[start Text excerpt]

On Wed, Oct 12, 2016 at 10:38:53AM +0530, Nikunj A Dadhania wrote:
> Add required helpers (GEN_XX2FORM_EO) for supporting this instruction.
> 
> xxbrh: VSX Vector Byte-Reverse Halfword
> xxbrw: VSX Vector Byte-Reverse Word
> xxbrd: VSX Vector Byte-Reverse Doubleword
> xxbrq: VSX Vector Byte-Reverse Quadword
> 
> Signed-off-by: Nikunj A Dadhania <nikunj@linux.vnet.ibm.com>
> ---
>  target-ppc/translate.c              | 32 +++++++++++++++
>  target-ppc/translate/vsx-impl.inc.c | 77 +++++++++++++++++++++++++++++++++++++
>  target-ppc/translate/vsx-ops.inc.c  |  8 ++++
>  3 files changed, 117 insertions(+)
> 
> diff --git a/target-ppc/translate.c b/target-ppc/translate.c
> index dab8f19..94989b2 100644
> --- a/target-ppc/translate.c
> +++ b/target-ppc/translate.c
> @@ -376,6 +376,9 @@ GEN_OPCODE2(name, onam, opc1, opc2, opc3, inval, type, type2)
>  #define GEN_HANDLER_E_2(name, opc1, opc2, opc3, opc4, inval, type, type2)     \
>  GEN_OPCODE3(name, opc1, opc2, opc3, opc4, inval, type, type2)
>  
> +#define GEN_HANDLER2_E_2(name, onam, opc1, opc2, opc3, opc4, inval, typ, typ2) \
> +GEN_OPCODE4(name, onam, opc1, opc2, opc3, opc4, inval, typ, typ2)

[end Text excerpt]
[start Source data]

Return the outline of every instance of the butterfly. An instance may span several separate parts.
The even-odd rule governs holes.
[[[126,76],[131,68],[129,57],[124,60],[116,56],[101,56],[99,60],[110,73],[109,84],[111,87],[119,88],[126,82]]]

[end Source data]

> Given exercise: Please copy the patch email word for word from "On Wed, Oct" to "changed, 117 insertions(+)". The lines have no connection to the patch email.

> The solution:
On Wed, Oct 12, 2016 at 10:38:53AM +0530, Nikunj A Dadhania wrote:
> Add required helpers (GEN_XX2FORM_EO) for supporting this instruction.
> 
> xxbrh: VSX Vector Byte-Reverse Halfword
> xxbrw: VSX Vector Byte-Reverse Word
> xxbrd: VSX Vector Byte-Reverse Doubleword
> xxbrq: VSX Vector Byte-Reverse Quadword
> 
> Signed-off-by: Nikunj A Dadhania <nikunj@linux.vnet.ibm.com>
> ---
>  target-ppc/translate.c              | 32 +++++++++++++++
>  target-ppc/translate/vsx-impl.inc.c | 77 +++++++++++++++++++++++++++++++++++++
>  target-ppc/translate/vsx-ops.inc.c  |  8 ++++
>  3 files changed, 117 insertions(+)